Extracted material:
....................
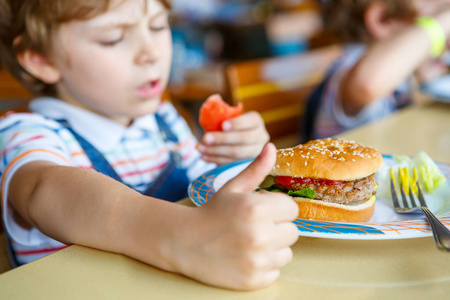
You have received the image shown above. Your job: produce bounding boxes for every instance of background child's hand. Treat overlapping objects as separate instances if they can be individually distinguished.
[179,144,298,290]
[199,112,269,165]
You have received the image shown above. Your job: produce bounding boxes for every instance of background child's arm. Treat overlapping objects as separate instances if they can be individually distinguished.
[340,9,450,115]
[9,145,298,290]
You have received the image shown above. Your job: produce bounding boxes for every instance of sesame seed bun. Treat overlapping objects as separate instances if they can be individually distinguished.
[292,196,375,222]
[270,138,383,181]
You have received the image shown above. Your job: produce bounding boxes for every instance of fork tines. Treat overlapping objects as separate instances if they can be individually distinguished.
[391,168,427,212]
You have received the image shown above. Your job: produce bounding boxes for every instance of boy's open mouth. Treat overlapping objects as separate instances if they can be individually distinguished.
[136,79,163,98]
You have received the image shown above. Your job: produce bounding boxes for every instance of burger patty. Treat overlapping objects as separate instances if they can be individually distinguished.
[279,173,375,204]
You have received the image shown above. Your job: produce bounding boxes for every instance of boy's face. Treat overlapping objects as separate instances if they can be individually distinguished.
[52,0,172,125]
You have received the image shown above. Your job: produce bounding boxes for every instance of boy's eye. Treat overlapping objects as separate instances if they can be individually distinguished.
[100,37,123,47]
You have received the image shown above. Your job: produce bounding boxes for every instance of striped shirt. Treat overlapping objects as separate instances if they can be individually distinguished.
[0,97,215,264]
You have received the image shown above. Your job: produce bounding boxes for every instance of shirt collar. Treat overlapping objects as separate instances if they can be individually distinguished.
[29,97,158,152]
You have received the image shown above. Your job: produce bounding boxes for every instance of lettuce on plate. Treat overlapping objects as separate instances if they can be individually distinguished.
[393,151,447,193]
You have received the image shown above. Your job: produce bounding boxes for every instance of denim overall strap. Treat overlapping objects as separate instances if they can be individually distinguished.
[56,120,124,183]
[143,114,189,202]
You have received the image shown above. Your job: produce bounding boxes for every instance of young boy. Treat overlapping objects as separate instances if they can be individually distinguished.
[303,0,450,140]
[0,0,298,290]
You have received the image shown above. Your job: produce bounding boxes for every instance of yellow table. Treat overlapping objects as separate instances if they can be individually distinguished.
[0,103,450,300]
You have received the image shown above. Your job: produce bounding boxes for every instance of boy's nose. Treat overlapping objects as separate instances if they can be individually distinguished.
[135,37,159,65]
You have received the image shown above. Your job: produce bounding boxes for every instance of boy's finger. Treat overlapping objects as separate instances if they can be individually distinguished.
[222,143,276,193]
[222,111,264,131]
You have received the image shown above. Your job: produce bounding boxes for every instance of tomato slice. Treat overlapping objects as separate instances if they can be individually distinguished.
[199,95,243,131]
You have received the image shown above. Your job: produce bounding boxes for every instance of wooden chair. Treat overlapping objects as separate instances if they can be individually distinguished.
[225,45,342,147]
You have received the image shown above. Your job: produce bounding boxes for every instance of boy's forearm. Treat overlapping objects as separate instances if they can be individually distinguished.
[10,162,192,271]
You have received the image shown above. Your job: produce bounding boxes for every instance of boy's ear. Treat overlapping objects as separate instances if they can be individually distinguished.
[17,50,61,84]
[364,1,400,40]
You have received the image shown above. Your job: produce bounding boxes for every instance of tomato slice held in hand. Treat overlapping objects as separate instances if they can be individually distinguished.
[199,95,242,131]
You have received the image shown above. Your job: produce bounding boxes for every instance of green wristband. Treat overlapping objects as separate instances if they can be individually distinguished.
[416,17,447,57]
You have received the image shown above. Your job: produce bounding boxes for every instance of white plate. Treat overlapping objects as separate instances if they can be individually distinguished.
[188,155,450,240]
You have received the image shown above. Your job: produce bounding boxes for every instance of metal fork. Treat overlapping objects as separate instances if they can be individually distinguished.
[391,168,450,251]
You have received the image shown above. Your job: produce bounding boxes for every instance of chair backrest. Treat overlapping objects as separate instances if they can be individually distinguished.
[225,45,342,144]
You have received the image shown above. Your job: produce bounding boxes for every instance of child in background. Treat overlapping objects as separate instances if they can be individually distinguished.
[302,0,450,140]
[0,0,298,290]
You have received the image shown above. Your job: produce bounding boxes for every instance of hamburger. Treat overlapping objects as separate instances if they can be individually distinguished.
[260,138,383,222]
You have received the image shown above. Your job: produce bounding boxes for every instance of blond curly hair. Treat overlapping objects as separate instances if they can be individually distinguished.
[0,0,170,96]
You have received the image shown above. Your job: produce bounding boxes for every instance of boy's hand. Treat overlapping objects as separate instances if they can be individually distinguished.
[199,101,269,165]
[179,144,298,290]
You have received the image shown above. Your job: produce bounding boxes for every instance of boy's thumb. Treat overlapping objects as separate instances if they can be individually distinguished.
[222,143,277,192]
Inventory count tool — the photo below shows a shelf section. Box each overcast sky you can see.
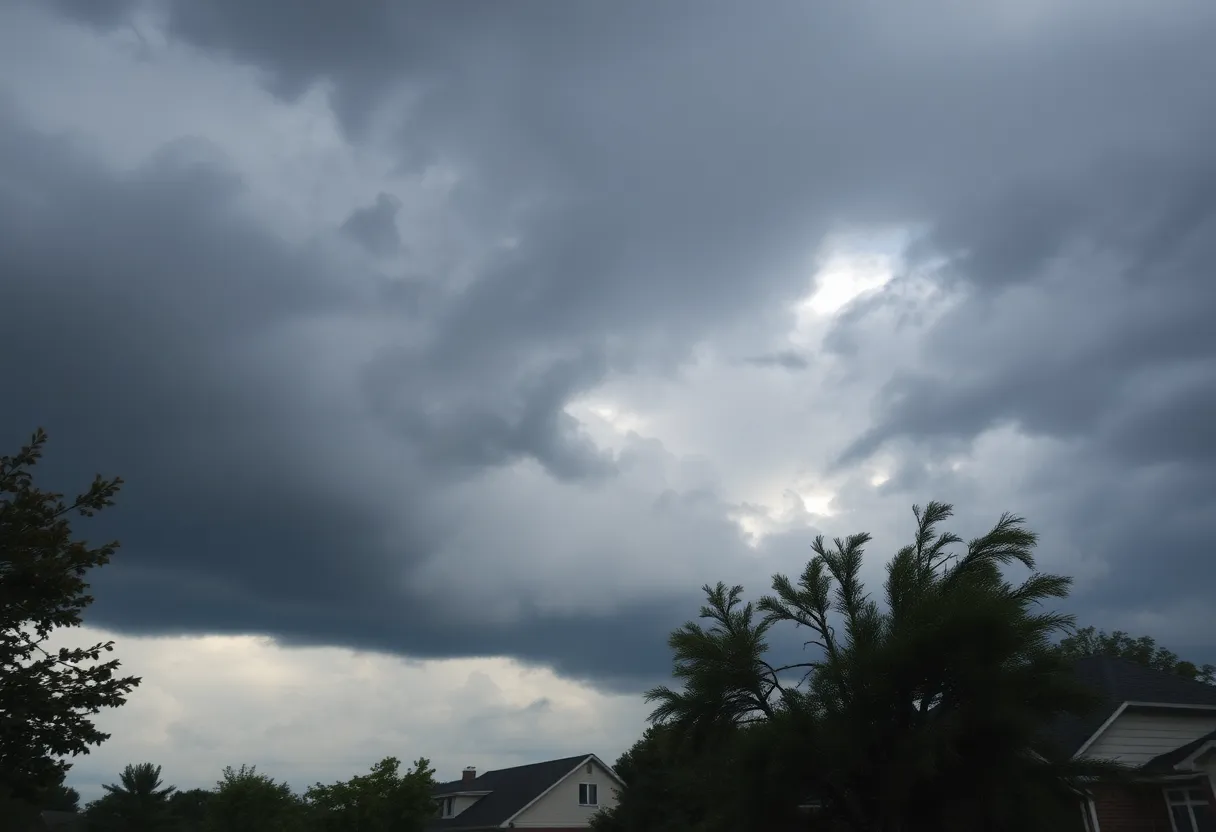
....................
Can you copy out all of the records above word for word, leaving the pictures out of your answer?

You have received the image shown above. Your job: produce bounding boxes for every instance of background child's hand. Treat overlapping objects as separate instances if they can be individually distinguished.
[179,144,298,290]
[199,112,269,165]
You have received the image shown above. Your job: produce bounding boxes for every instance of background child's arm. Treat overlapping objects as separate instances if they can be individually distinguished.
[340,9,450,115]
[9,145,298,290]
You have received the image shown above. Your job: produce bounding boxes for every instance of sesame seed bun. Treat overlapping objects as separate instances if they can be individually distinguished.
[292,196,375,222]
[270,138,383,181]
You have received the image shown above. Your job: produce bounding boxes for every instance of fork tines. Treat overlapping objects as separate instances if they can be individually distinguished.
[391,168,427,212]
You have received the image shown above. Your job: produce bounding boxes for every instance of boy's open mouth. Treat overlapping objects as separate instances if they can be individually distinguished.
[136,79,163,98]
You have received the image shown above. Your job: produce bounding boxes for every instance of burger patty. Treat overlapping objects as separate instances if they can be individually distinguished.
[279,173,375,204]
You have received the image shown above. Your job: produce bounding boxes for every instance of boy's face. Treat overlapping objects as separate instances if they can be individually distinguished.
[52,0,172,125]
You have received the image shown above. Your job: produce bounding boxes for every instance of boy's eye. Treat overlapping objects as separate instances if they can be individually distinguished.
[100,37,123,47]
You have received the image shown above. Your job: produce bounding boxes for every instance of striped shirt. Treat overlapping objects as separate instances if they can be individually distinguished.
[0,97,215,264]
You have received the image shown above. Your job: produce bounding boxes for every instance of shirt collar. Treat overlapping objects as separate instances if they can be individually distinguished.
[29,97,158,152]
You have received the image shown above. Your job: produce bounding boxes for every instance of lettuce on plate. Treat overlapping objects as separate instances if they can be individually distinguished.
[393,151,447,193]
You have received the image shown above. Your job: produce bounding boxes for every instance of denim overall strap. Treat overlapping objects as separate instances if they can be individually distinguished.
[56,120,124,183]
[143,114,189,202]
You have received the image shown above. Your job: produce bounding boxes for every instance of young boy. Treat overlapping objects as separate instances if they can be individually distinguished.
[303,0,450,140]
[0,0,298,290]
You have received the image shown above. Your job: produce bounding boxes for every instance of yellow table. Treat overlapping objects as separate instances if they can be individually distinguished.
[0,103,450,300]
You have received the image shown above. Your job: produce bounding boxes for every instance of boy's nose. Treat overlapping objects as separate instances if they can be individually distinguished.
[135,37,159,65]
You have received the image shown above. Your job: produce bounding boxes for every instance of boy's finger. Treat overlapping objects as separate instances if they can be individually distinguished.
[222,143,276,193]
[222,111,264,131]
You have received the image shown above. Your job: produce bounding boxes for every instance of tomato slice. Treat overlapping objects as separate instances if they can be individually distinguished.
[199,95,243,131]
You have received the image shown above. Your job: produce bounding boxes for every instance of wooden chair. Treat overlapping objects as separate instances if they can be individually distinguished.
[225,45,342,147]
You have received the image shown above. Your job: produce bounding boxes for every instance of boy's forearm. Treat overlapping objects as separate instances if they can be individually distinguished.
[10,162,192,271]
You have received the image shown above. Your job: produce bounding boxes for every instance of boy's ear. Treat overlapping objects as separate instances if they can be individually distinguished.
[17,50,61,84]
[364,1,400,40]
You have received the image shown above. Your job: produce bounding boxes for every instance of tomato slice held in hand. Treat overlapping objects as separate instances if they can be individually distinguished.
[199,95,242,131]
You have received the image shown above. Your job: produce bounding boxes for every instance of green wristband. Treat overlapping objects as separate instances if they can be individually distinguished.
[416,17,447,57]
You have received the image shown above. Your job: produce bounding boxes for every instance of white plate. Treat overlapping objects as separate instances if they can be individually distinguished.
[188,155,450,240]
You have received the image shown above. Your job: produce bounding boxes for every instance of metal fork. Treat overlapping objects as separate instances if they can be individually distinguished.
[391,168,450,251]
You have received the image shown above. Your job: produce bounding boxes for every instance of chair backrest. Treat overlapping objects as separate instances if they can be individually distinguished.
[225,45,342,144]
You have received the image shown above. Your job: produce bounding boxes for every instance of child in background. Treat overlapping objects as separate instances if they can be individually distinguished.
[302,0,450,140]
[0,0,298,290]
You have received the image shown above. Your job: produce bounding boxes for every instance of hamburger. Treat overlapping objects as separate instances if they can be individually distinguished.
[260,138,383,222]
You have received the image shown above. Your job: produce bounding boxes for every instance of blond curly hair. Treat overlapping objects as separate instances if they can be individually distinguished.
[0,0,170,96]
You have received the image shown above. Your job: produce bounding boxes for every instance of boy's hand. Treat overlapping objects as separate instances if they can be individually distinguished.
[199,101,269,165]
[179,144,298,290]
You have received the image shown above. Your job: produce bounding boxes for every instance of boy's thumb. Treat overlapping objects as separate instances if they can be individually distinguished.
[222,143,277,192]
Inventory count tool — the photo below shows a shelf section. Box each overcast sky you can see.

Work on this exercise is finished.